### EXCERPT PROVIDED
====
When NiFi is deployed as a large cluster with many components, the UI often starts to feel sluggish. Refreshing the stats can take many seconds. To find out what the culprit was, I created a 10 node cluster. I then created a Process Group and added 100 Processors to the group (20 sets of 5 with each of the 5 connected together).
I then refreshed the stats many times. Each refresh took several seconds.
I narrowed down the amount of time taken to 3 key elements:
- On the backend, the longest part of the request was merging responses from all nodes by the Cluster Coordinator. The performance could be narrowed down to the TimeAdapter that is used on many elements such as ProcessorStatus that is used by Jackson to parse the timestamp and turn it into a Date object. This uses a DateTimeFormatter but creates a new one for each invocation, which is expensive. This can be cached & reused.
====
### Image object location entries
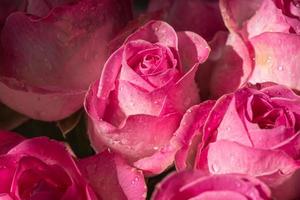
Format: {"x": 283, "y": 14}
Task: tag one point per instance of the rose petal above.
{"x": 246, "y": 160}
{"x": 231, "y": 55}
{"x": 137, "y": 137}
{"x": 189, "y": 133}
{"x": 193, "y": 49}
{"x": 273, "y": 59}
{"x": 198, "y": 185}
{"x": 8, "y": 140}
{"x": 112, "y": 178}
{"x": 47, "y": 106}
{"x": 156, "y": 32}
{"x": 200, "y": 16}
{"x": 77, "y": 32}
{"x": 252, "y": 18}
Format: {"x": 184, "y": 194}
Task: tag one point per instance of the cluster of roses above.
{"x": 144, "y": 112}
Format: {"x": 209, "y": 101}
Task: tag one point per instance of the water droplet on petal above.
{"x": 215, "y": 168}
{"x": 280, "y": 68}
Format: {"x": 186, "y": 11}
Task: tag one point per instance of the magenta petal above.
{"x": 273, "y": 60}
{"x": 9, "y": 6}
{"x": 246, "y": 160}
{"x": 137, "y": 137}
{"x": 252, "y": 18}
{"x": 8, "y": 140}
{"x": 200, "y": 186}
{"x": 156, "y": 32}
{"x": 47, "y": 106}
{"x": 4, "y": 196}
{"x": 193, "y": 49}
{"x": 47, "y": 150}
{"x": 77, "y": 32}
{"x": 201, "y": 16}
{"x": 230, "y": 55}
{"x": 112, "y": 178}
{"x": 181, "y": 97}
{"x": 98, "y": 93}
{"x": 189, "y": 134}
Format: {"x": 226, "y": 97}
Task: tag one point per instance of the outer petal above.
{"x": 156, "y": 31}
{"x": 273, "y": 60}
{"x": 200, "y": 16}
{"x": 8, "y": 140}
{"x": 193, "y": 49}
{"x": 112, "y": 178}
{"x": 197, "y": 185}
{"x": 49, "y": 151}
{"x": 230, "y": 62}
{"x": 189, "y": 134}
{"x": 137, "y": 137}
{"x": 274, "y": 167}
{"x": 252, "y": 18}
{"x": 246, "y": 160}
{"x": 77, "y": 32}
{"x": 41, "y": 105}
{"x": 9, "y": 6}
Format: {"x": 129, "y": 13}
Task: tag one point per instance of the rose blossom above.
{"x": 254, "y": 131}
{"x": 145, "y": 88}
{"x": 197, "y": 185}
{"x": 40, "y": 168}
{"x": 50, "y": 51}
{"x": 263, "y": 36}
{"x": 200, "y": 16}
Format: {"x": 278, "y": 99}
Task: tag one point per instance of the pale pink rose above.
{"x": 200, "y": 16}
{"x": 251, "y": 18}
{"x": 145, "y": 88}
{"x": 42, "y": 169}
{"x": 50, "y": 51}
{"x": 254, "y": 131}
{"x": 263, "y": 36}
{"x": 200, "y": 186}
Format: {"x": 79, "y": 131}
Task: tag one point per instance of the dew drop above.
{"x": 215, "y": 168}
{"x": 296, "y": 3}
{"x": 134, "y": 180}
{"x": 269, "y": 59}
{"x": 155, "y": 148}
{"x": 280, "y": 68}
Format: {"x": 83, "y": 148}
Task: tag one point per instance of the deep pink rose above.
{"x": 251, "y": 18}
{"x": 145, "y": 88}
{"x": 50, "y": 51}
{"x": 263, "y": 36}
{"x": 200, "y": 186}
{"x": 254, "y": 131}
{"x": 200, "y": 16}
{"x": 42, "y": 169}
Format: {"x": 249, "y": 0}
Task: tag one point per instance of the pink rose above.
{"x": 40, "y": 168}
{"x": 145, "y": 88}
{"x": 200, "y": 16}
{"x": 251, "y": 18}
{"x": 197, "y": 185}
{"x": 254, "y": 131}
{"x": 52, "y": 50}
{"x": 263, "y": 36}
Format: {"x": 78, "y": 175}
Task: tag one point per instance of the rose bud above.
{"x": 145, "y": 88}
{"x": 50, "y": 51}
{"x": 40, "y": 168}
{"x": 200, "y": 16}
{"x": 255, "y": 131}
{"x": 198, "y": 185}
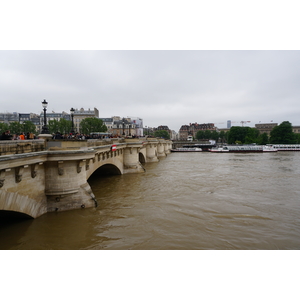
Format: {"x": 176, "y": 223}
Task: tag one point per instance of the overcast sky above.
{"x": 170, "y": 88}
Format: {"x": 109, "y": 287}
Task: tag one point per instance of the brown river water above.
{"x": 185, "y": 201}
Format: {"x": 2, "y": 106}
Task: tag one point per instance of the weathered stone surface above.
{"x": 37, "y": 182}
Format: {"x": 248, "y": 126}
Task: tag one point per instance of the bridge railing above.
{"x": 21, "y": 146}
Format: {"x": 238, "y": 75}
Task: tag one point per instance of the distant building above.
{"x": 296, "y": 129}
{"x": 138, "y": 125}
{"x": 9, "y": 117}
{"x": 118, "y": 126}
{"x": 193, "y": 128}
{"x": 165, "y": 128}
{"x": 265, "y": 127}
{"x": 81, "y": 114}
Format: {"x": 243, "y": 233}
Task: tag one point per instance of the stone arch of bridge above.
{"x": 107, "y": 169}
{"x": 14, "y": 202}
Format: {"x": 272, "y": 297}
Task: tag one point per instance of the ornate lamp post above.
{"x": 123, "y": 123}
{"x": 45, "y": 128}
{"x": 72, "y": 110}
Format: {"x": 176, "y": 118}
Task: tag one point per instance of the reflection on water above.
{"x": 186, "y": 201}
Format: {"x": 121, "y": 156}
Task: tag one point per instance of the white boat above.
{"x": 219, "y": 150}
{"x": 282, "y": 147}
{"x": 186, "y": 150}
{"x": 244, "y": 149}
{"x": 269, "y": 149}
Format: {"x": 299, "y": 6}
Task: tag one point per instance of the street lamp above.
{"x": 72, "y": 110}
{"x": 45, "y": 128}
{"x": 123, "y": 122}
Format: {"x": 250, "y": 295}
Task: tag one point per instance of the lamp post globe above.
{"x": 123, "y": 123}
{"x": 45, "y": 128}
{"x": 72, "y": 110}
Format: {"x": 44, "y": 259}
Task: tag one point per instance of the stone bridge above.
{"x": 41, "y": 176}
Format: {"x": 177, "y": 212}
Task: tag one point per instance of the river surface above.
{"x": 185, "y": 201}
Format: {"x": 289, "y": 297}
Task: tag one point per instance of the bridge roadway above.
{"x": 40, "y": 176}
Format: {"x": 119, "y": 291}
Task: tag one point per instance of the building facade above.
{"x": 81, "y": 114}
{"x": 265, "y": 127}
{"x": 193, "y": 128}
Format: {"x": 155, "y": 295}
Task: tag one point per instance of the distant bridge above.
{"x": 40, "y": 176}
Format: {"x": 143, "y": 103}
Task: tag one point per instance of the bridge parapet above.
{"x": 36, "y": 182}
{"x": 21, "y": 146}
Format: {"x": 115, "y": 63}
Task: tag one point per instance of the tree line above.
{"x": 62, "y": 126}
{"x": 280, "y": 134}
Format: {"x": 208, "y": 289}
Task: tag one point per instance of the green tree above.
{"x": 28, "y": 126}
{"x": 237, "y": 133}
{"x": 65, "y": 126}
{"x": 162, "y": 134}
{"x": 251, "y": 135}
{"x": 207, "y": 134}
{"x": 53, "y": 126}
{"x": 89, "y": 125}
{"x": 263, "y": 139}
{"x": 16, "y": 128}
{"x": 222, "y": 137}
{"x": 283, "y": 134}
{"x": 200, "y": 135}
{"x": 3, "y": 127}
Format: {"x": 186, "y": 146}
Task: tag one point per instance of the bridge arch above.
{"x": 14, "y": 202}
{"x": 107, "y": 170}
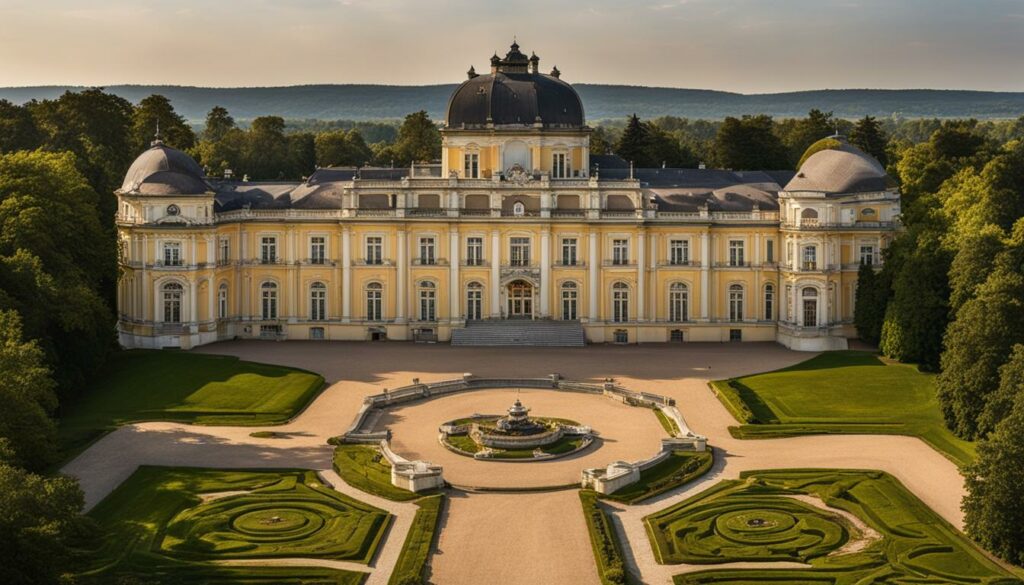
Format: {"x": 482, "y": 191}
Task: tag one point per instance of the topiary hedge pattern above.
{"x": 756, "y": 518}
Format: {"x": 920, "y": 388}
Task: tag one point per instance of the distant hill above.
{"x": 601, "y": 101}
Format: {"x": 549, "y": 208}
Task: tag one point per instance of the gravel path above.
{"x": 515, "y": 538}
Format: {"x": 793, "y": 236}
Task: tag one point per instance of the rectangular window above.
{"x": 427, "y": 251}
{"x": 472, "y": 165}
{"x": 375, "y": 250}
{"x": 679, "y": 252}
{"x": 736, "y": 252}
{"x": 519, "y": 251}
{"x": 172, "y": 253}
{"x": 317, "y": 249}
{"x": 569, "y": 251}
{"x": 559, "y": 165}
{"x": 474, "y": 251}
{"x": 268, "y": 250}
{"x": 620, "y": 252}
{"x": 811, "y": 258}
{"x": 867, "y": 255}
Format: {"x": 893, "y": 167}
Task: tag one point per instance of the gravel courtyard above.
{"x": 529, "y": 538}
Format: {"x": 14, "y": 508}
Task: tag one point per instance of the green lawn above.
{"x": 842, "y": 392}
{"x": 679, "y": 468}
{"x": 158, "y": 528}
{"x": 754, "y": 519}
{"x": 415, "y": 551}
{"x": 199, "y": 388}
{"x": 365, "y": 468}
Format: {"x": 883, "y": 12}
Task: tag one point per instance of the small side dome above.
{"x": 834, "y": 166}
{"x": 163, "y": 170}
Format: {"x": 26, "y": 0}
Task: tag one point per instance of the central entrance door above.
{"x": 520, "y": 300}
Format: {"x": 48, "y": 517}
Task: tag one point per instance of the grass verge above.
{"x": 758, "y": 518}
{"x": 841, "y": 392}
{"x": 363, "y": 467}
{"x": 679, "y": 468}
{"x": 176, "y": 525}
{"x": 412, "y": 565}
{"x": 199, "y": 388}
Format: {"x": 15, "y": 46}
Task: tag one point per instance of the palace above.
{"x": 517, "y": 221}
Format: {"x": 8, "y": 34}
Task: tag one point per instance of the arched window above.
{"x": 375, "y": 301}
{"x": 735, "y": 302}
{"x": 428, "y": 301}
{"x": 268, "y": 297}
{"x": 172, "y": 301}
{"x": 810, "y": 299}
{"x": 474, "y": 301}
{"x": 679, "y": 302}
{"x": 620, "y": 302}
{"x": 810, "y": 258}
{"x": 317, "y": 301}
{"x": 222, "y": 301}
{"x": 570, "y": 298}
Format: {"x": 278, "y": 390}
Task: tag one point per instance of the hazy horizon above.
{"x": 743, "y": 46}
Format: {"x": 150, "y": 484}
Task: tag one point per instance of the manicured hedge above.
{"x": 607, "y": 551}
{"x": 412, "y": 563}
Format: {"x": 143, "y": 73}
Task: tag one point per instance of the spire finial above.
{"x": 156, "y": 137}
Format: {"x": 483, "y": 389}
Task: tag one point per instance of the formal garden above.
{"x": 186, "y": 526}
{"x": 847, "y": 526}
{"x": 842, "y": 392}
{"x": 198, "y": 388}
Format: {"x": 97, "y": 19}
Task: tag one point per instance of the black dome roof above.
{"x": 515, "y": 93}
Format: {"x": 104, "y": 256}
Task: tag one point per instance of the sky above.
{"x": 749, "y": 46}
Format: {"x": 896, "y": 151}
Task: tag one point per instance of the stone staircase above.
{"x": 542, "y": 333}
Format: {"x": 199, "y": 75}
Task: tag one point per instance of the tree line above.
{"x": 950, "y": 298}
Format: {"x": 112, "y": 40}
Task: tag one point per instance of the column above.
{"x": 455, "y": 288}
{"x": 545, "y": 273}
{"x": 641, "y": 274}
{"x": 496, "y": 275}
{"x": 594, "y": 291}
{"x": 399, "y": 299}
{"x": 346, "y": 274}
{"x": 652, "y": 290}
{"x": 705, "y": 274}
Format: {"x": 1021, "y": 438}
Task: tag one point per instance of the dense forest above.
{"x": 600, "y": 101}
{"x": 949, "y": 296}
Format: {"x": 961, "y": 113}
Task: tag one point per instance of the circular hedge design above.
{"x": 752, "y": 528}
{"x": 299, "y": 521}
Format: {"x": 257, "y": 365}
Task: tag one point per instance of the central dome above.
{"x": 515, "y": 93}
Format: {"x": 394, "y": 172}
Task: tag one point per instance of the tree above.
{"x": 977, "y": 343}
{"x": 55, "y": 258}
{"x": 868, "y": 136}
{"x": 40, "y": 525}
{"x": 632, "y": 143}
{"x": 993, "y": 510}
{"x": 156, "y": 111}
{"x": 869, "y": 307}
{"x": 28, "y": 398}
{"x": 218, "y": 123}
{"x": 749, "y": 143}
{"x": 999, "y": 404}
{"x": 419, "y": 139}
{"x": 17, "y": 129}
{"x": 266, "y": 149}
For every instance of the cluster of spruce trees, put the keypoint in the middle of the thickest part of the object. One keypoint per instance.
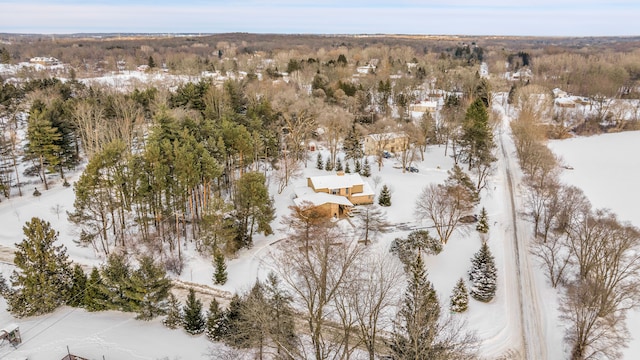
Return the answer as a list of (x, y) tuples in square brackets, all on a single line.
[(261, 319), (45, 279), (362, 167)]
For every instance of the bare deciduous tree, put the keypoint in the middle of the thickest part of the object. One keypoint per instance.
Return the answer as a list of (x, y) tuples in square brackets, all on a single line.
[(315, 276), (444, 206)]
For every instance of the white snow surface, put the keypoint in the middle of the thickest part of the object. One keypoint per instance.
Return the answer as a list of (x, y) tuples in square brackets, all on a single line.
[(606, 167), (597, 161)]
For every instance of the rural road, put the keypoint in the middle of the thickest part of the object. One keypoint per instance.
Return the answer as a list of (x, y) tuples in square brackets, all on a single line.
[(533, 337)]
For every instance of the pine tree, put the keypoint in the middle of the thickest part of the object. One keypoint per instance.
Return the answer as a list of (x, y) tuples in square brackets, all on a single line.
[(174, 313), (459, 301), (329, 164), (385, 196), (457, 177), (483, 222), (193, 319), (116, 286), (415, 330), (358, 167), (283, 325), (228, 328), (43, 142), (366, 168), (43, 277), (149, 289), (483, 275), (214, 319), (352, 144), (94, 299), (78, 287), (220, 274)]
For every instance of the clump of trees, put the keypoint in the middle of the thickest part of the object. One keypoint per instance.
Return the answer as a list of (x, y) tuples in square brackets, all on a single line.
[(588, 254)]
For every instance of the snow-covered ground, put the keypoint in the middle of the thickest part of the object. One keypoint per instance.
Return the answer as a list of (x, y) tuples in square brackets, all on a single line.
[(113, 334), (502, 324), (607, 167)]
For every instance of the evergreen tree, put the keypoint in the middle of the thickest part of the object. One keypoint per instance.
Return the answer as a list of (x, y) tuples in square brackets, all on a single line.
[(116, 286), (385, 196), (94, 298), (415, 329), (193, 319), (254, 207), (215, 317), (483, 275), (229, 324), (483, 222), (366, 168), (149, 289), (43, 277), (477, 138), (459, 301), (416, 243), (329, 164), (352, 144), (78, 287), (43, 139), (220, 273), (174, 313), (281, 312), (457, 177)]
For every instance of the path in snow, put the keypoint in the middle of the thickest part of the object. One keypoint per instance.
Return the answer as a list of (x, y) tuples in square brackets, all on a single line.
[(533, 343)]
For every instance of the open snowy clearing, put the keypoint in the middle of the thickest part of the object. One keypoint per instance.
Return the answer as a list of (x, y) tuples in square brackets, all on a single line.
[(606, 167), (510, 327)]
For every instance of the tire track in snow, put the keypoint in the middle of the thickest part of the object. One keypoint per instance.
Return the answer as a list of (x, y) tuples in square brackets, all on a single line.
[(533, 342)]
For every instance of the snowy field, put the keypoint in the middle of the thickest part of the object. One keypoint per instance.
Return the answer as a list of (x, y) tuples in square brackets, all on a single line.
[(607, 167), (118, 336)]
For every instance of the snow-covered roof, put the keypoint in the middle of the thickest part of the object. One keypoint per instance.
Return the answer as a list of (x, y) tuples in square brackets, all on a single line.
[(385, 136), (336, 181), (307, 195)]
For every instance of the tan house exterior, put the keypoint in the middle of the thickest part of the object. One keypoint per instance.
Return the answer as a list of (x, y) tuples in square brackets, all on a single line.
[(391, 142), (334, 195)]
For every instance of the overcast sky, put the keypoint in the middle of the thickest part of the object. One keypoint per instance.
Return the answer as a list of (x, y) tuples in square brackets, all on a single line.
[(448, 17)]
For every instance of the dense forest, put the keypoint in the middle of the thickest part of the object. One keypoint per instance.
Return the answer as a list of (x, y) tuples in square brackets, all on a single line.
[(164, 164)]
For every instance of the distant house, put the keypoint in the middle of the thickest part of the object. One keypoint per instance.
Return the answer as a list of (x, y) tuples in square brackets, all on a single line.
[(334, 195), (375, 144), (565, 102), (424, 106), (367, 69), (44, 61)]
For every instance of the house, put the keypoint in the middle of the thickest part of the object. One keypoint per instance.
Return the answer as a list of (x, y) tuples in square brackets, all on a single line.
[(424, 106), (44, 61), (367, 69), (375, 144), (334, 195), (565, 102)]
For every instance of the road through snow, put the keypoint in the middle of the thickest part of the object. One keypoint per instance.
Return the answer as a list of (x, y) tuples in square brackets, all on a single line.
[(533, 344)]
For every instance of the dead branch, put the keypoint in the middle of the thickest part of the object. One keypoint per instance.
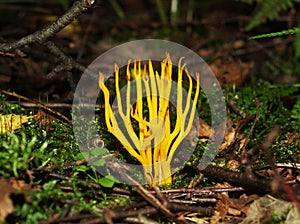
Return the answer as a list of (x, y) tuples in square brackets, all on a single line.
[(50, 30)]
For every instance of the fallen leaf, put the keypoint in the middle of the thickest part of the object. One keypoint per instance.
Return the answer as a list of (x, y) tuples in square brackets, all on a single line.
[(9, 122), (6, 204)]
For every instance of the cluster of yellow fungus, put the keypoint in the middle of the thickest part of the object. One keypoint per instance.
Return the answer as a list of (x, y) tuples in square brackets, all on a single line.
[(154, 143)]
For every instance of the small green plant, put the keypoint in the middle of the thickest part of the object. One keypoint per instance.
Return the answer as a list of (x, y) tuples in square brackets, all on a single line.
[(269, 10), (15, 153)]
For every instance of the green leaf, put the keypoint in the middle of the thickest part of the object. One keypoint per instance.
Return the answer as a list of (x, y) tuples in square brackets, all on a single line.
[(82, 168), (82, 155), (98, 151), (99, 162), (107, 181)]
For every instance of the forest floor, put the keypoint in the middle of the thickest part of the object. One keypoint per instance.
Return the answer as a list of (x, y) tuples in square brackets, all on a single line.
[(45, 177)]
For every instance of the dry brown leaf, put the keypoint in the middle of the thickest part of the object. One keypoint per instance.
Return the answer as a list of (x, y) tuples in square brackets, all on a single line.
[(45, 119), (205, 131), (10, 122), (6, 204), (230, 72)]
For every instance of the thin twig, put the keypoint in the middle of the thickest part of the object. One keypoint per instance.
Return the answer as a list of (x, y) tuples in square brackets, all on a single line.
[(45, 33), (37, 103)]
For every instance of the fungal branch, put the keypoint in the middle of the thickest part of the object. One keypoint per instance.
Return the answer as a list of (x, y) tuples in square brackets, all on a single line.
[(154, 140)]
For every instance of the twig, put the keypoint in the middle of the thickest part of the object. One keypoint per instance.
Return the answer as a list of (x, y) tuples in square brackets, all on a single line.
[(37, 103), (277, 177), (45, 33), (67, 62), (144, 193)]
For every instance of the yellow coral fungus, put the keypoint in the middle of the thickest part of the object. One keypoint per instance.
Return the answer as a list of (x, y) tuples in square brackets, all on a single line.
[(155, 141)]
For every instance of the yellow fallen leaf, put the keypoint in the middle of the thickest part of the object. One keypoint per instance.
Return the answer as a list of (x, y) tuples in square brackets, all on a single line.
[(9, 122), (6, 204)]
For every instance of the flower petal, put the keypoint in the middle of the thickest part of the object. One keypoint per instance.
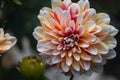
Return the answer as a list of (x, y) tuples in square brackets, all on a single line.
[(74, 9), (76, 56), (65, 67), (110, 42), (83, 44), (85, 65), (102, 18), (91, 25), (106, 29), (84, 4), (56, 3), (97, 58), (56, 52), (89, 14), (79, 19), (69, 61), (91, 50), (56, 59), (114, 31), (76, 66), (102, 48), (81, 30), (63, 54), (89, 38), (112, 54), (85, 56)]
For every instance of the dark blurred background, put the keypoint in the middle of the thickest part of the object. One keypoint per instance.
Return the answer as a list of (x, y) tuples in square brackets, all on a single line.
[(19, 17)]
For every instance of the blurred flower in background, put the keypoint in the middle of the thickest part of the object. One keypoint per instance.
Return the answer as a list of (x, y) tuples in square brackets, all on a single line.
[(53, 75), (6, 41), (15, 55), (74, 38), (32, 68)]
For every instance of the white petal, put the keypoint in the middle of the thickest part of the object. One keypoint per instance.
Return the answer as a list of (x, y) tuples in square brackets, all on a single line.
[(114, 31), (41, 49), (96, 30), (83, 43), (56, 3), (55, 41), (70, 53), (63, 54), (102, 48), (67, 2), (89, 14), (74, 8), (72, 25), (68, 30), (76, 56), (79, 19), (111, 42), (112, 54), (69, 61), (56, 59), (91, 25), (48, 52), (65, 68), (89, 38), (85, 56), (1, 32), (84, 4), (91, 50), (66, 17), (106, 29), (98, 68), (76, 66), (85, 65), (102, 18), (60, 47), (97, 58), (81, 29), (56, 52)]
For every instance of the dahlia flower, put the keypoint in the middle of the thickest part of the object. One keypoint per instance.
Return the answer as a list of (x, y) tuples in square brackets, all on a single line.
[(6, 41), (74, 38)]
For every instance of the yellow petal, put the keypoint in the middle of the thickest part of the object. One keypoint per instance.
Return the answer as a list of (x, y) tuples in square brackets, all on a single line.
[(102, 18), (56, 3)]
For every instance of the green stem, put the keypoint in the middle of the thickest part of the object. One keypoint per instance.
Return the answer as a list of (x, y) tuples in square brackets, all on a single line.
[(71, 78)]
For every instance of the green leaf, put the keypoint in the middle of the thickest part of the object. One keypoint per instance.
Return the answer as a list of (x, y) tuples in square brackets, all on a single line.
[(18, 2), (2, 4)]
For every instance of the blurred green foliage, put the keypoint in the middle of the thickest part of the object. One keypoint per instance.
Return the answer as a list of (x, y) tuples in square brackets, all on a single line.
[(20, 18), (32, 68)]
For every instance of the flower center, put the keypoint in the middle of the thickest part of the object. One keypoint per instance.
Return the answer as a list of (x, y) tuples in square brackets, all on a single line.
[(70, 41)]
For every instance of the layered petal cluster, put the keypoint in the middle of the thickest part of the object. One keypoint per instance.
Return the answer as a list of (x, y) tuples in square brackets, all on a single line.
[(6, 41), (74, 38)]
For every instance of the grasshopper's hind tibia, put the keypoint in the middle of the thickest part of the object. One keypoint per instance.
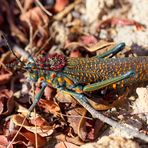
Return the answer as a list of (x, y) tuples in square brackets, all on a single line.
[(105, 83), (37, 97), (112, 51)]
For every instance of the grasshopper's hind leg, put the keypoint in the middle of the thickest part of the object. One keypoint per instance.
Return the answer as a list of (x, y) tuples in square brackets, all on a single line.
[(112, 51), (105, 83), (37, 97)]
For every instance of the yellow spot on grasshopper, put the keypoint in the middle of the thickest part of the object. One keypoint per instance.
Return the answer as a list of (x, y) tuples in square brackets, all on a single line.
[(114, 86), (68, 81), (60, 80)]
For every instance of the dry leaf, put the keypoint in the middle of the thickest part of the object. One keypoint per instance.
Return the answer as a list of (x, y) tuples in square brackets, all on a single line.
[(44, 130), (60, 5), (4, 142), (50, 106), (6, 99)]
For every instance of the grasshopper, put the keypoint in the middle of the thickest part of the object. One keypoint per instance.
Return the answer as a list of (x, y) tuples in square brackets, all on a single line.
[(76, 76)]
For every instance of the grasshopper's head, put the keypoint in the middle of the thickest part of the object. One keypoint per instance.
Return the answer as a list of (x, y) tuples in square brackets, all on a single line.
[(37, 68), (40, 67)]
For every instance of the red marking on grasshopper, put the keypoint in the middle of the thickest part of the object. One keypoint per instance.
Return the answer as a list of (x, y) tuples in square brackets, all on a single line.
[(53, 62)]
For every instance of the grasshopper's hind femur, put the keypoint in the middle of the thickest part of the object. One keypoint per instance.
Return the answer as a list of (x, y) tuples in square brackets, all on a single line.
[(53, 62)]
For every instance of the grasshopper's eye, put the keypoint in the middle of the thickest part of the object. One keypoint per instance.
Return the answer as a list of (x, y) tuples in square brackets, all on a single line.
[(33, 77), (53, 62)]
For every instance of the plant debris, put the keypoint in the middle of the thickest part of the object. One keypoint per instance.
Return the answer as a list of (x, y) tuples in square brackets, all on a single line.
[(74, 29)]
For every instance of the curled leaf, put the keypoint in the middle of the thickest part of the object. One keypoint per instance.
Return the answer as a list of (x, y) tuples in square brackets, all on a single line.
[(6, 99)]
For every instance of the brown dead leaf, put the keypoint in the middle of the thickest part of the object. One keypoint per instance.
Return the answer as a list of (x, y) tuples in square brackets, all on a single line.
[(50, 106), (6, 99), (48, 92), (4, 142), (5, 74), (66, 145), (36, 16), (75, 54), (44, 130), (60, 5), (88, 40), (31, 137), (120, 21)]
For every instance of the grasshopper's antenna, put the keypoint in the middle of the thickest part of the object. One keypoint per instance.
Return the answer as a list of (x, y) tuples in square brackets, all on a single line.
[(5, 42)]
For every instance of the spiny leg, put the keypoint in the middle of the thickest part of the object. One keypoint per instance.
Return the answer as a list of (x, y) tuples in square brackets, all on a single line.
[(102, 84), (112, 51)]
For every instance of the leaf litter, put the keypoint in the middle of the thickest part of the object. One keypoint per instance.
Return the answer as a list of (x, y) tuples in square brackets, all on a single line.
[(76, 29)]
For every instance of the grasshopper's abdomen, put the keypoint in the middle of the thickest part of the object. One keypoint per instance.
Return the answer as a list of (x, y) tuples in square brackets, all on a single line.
====
### WHAT TO DO
#1 From the NiFi UI performance write-up, list each figure given for the test cluster and the flow built on it.
#2 Pick up the NiFi UI performance write-up right after its last sentence and carry it on.

### RESPONSES
#1
- 10 nodes in the cluster
- 100 Processors added to the Process Group
- 20 sets of Processors
- 5 Processors in each set, connected together

#2
- There is a bug in ThreadPoolRequestReplicator. We have properties in nifi.properties for nifi.cluster.node.protocol.threads and nifi.cluster.node.protocol.max.threads. However, because of the way the thread pool is used, we never actually scale beyond the value of the nifi.cluster.node.protocol.threads property. By default, that means we never use more than 10 threads. And if we have 10 node cluster, and each UI refresh makes 4 requests, that's 40 requests that must be replicated (1 per node). And those get queued up instead of the thread pool growing. We can address this by dropping the nifi.cluster.node.protocol.threads property and just scaling up to nifi.cluster.node.protocol.max.threads threads, allowing scaling down to 0 if no active requests.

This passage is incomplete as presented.